** start Provided data **

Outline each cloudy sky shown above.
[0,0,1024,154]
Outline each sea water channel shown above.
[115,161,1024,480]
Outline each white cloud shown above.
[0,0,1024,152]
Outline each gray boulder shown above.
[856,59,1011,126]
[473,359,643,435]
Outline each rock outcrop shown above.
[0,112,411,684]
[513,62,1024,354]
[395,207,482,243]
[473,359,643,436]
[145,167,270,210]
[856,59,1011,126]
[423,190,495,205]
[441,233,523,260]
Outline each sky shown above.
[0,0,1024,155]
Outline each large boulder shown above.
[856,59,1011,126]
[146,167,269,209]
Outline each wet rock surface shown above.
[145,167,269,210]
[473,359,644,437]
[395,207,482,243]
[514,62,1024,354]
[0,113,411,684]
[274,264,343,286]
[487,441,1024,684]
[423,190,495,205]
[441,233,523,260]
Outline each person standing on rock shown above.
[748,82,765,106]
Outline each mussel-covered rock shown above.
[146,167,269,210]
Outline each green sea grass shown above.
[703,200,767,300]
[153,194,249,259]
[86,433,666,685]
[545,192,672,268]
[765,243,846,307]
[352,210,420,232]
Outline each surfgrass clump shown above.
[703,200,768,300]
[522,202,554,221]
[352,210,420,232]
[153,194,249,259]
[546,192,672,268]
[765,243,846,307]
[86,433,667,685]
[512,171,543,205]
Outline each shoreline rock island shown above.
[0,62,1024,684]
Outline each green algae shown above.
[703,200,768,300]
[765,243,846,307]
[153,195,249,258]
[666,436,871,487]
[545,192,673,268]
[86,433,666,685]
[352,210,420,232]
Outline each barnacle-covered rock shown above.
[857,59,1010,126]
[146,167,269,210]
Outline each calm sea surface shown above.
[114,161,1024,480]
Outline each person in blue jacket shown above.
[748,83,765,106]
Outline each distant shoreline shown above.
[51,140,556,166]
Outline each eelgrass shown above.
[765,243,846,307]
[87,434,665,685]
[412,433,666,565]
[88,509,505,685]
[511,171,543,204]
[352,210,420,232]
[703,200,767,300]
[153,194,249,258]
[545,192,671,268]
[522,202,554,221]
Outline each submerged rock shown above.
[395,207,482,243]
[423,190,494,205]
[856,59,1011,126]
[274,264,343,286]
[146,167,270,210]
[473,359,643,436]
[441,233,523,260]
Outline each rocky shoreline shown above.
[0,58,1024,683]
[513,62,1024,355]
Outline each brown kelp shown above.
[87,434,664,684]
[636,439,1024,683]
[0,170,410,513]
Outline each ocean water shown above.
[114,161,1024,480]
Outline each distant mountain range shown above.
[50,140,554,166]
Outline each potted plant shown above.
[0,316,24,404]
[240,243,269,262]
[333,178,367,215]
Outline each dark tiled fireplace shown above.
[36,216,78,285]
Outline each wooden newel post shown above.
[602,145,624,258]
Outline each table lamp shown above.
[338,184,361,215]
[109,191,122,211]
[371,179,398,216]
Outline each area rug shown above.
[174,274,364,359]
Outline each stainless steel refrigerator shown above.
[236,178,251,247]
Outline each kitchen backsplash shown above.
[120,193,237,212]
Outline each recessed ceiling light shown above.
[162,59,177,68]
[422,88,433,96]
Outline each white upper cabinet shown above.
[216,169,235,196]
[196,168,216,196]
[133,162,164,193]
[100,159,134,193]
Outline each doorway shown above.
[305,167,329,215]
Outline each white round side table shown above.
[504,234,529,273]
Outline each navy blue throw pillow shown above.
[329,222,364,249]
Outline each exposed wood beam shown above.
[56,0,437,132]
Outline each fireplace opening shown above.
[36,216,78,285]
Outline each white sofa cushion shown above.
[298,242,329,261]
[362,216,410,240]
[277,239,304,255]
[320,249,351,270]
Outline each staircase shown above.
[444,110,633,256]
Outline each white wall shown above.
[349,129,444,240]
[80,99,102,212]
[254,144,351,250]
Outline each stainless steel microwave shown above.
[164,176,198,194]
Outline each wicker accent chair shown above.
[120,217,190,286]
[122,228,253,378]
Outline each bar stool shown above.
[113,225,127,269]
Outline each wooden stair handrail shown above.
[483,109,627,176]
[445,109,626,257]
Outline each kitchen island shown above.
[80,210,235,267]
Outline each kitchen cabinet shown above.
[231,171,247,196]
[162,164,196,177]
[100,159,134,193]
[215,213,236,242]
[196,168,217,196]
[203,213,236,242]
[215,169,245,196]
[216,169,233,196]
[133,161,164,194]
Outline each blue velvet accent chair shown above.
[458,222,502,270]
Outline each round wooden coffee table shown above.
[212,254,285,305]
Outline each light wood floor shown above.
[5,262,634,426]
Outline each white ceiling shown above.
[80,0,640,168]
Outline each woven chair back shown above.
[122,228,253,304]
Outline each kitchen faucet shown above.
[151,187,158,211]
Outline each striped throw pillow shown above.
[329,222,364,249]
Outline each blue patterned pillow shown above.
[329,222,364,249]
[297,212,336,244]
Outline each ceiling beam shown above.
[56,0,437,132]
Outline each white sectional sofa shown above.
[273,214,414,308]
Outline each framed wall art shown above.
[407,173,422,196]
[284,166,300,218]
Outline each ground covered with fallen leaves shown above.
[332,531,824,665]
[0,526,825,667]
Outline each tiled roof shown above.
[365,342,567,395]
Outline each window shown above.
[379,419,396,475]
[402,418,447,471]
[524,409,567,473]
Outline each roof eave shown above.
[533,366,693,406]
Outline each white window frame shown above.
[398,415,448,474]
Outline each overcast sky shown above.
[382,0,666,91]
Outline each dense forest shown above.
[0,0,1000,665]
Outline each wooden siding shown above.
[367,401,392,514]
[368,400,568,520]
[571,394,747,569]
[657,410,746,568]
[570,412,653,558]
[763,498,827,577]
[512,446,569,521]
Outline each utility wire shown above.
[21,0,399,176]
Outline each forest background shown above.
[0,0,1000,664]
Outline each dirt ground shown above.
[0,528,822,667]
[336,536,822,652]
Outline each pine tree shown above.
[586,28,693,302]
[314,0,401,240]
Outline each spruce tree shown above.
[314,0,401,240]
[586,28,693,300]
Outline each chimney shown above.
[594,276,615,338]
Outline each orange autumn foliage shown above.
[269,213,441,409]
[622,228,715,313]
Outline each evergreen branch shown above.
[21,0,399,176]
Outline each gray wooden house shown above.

** end Provided data **

Stated goal
Please print every line of the records above without changing anything.

Answer to the exercise
Outline each cloudy sky shown above.
[0,0,1024,154]
Outline each sea water channel shown above.
[115,161,1024,480]
Outline each white cloud shown above.
[0,0,1024,152]
Outline each gray boulder shown above.
[856,59,1011,126]
[473,359,643,435]
Outline each rock outcrop shown above.
[0,112,411,684]
[513,62,1024,354]
[395,207,482,243]
[473,359,643,436]
[145,167,270,210]
[856,59,1011,126]
[423,190,495,205]
[441,233,523,260]
Outline each sky shown above.
[0,0,1024,155]
Outline each large boulder shown above.
[856,59,1011,126]
[146,167,269,209]
Outline each wet rock surface shown above.
[145,167,269,210]
[473,359,644,437]
[395,207,482,243]
[514,62,1024,354]
[0,113,411,684]
[274,264,343,286]
[487,441,1024,684]
[423,190,495,205]
[441,233,523,260]
Outline each person standing on rock shown above.
[748,82,765,106]
Outline each mussel-covered rock shown above.
[146,167,269,210]
Outline each green sea grass shown above.
[703,200,767,300]
[153,194,249,259]
[86,433,666,685]
[545,192,672,268]
[765,243,846,307]
[352,210,420,232]
Outline each surfgrass clump shown above.
[703,200,768,300]
[522,202,554,221]
[352,210,420,232]
[153,194,249,259]
[546,192,672,268]
[765,243,846,307]
[86,433,667,685]
[512,171,543,205]
Outline each shoreline rock island shown above.
[0,62,1024,684]
Outline each green algae shown above.
[703,200,768,300]
[765,243,846,307]
[153,195,249,258]
[666,436,871,487]
[545,192,673,268]
[86,433,666,685]
[352,210,420,232]
Outline each barnacle-covered rock shown above.
[857,59,1010,126]
[146,167,269,210]
Outline each calm sea surface shown above.
[114,161,1024,480]
Outline each person in blue jacket shown above.
[748,83,765,106]
Outline each distant shoreline shown above.
[51,140,556,166]
Outline each eelgrass shown above.
[765,243,846,307]
[87,434,665,685]
[412,433,666,565]
[88,509,505,685]
[511,171,543,204]
[352,210,420,232]
[703,200,767,300]
[153,194,249,258]
[545,192,671,268]
[522,202,554,221]
Outline each submerged rock shown above.
[395,207,482,243]
[423,190,494,205]
[856,59,1011,126]
[274,264,343,286]
[146,167,270,210]
[473,359,643,436]
[441,233,523,260]
Outline each rocky shoreline shown above.
[0,58,1024,683]
[513,62,1024,355]
Outline each brown kelp shown above.
[87,434,664,684]
[636,439,1024,683]
[0,170,410,513]
Outline each ocean water shown above.
[114,161,1024,480]
Outline each distant mountain range shown above.
[50,140,554,166]
Outline each potted plant shown above.
[0,316,24,404]
[240,243,269,262]
[333,178,367,215]
Outline each dark tiled fireplace shown above.
[36,216,78,285]
Outline each wooden newel post shown above.
[602,145,624,258]
Outline each table lamp shown above.
[338,184,361,215]
[109,191,122,211]
[371,179,398,216]
Outline each area rug shown above.
[174,274,364,359]
Outline each stainless steel refrigerator shown above.
[236,178,251,247]
Outline each kitchen backsplash shown above.
[120,193,237,212]
Outline each recessed ceiling light shown above.
[162,59,177,68]
[422,88,433,96]
Outline each white upper cabinet shown above.
[216,169,235,196]
[196,168,216,196]
[133,162,164,193]
[100,159,134,193]
Outline each doorway shown above.
[305,167,329,215]
Outline each white round side table shown above.
[504,234,529,273]
Outline each navy blue throw pillow shown above.
[329,222,364,249]
Outline each exposed wood beam shown above.
[56,0,437,132]
Outline each fireplace opening shown above.
[36,216,78,285]
Outline each white sofa cushion shown above.
[298,242,329,261]
[362,216,410,240]
[277,239,304,255]
[320,249,351,270]
Outline each staircase shown above.
[444,110,633,256]
Outline each white wall shown above.
[349,129,444,240]
[80,99,102,212]
[254,144,351,250]
Outline each stainless steel microwave shown above.
[164,176,198,194]
Outline each wicker accent chair shown above.
[120,217,190,286]
[122,228,253,378]
Outline each bar stool shown above.
[113,225,127,269]
Outline each wooden stair handrail shown above.
[483,109,627,176]
[445,109,626,257]
Outline each kitchen island shown above.
[80,210,235,267]
Outline each kitchen cabinet shown above.
[231,171,247,196]
[162,164,196,177]
[100,159,134,193]
[215,213,236,242]
[196,168,217,196]
[203,213,236,242]
[215,169,245,196]
[216,169,233,196]
[133,161,164,194]
Outline each blue velvet accent chair shown above.
[458,222,502,270]
Outline each round wooden coffee table shown above.
[212,254,285,305]
Outline each light wood floor shown above.
[5,262,634,426]
Outline each white ceiling shown above.
[80,0,640,168]
Outline each woven chair back shown above.
[122,228,253,304]
Outline each kitchen faucet shown above.
[151,187,158,211]
Outline each striped throw pillow shown above.
[329,222,364,249]
Outline each blue patterned pillow shown above.
[329,222,364,249]
[297,212,336,244]
Outline each ceiling beam shown above.
[56,0,437,132]
Outline each white sectional sofa shown above.
[273,214,414,308]
Outline each framed wall art shown above.
[407,173,422,196]
[284,166,300,218]
Outline each ground covered with fallen leaves shown above.
[332,531,824,665]
[0,526,825,667]
Outline each tiled roof shown above.
[365,342,567,395]
Outline each window shown above.
[379,419,396,475]
[402,418,447,471]
[524,409,567,473]
Outline each roof eave shown above.
[533,366,693,406]
Outline each white window frame shown above.
[398,415,448,474]
Outline each overcast sky shown above.
[382,0,666,91]
Outline each dense forest shown above.
[0,0,1000,665]
Outline each wooden siding shown above.
[367,401,392,514]
[368,400,568,520]
[571,394,747,569]
[657,410,746,568]
[570,412,653,558]
[763,498,827,577]
[512,446,569,521]
Outline each utility wire shown above.
[21,0,399,176]
Outline each forest background shown above.
[0,0,1000,664]
Outline each dirt ground shown above.
[0,528,822,667]
[336,536,822,652]
Outline each pine tree shown above.
[586,28,693,302]
[314,0,401,240]
Outline each spruce tree shown above.
[314,0,401,240]
[586,28,693,300]
Outline each chimney shown above.
[594,276,615,338]
Outline each orange autumn foliage shown above.
[269,213,441,409]
[622,228,715,313]
Outline each evergreen branch shown above.
[21,0,399,176]
Outline each gray wooden house shown above.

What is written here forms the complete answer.